##### Dataset content

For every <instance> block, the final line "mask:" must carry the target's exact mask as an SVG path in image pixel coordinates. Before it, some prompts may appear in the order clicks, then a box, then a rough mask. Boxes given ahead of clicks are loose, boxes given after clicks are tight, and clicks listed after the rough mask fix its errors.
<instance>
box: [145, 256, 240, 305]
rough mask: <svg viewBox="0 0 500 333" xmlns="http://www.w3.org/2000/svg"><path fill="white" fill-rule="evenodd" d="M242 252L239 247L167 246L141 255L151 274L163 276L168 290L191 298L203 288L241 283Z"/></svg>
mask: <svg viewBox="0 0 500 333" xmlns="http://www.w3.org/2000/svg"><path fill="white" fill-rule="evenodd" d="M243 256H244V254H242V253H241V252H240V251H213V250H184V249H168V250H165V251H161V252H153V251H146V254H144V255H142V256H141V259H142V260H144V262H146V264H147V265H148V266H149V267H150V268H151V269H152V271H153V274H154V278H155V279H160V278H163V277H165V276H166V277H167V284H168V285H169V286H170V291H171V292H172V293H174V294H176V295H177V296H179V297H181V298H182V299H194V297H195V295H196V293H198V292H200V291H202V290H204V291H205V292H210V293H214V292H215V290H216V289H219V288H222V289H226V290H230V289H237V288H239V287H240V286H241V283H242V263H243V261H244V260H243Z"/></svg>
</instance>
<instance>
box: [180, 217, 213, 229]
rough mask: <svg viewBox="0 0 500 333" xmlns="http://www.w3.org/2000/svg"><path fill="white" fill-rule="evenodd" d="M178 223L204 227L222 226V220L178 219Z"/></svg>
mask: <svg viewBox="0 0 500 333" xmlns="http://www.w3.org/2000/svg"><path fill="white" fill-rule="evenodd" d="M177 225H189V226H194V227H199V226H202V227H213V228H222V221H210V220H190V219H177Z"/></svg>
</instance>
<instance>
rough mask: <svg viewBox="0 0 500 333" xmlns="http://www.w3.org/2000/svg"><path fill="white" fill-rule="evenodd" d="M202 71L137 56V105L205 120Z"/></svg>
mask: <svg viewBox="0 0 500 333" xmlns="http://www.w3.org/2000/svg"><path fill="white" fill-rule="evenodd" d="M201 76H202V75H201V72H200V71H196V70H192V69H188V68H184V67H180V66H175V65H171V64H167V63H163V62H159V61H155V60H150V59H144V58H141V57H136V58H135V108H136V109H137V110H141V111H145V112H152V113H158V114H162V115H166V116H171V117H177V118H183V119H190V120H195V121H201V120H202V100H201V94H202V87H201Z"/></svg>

##########

Transcribe only the lines from the beginning of the entries to the line with "box: [145, 256, 240, 305]", inclusive, exactly as written.

For every <instance> block, the final line "mask:" must carry the target's exact mask as an SVG path in image pixel coordinates. Before it, some prompts may appear in the order clicks, then a box, then a rough mask. Boxes given ahead of clicks are loose, boxes given after clicks are tight, and clicks listed after the rough mask fix its errors.
<instance>
box: [145, 256, 240, 305]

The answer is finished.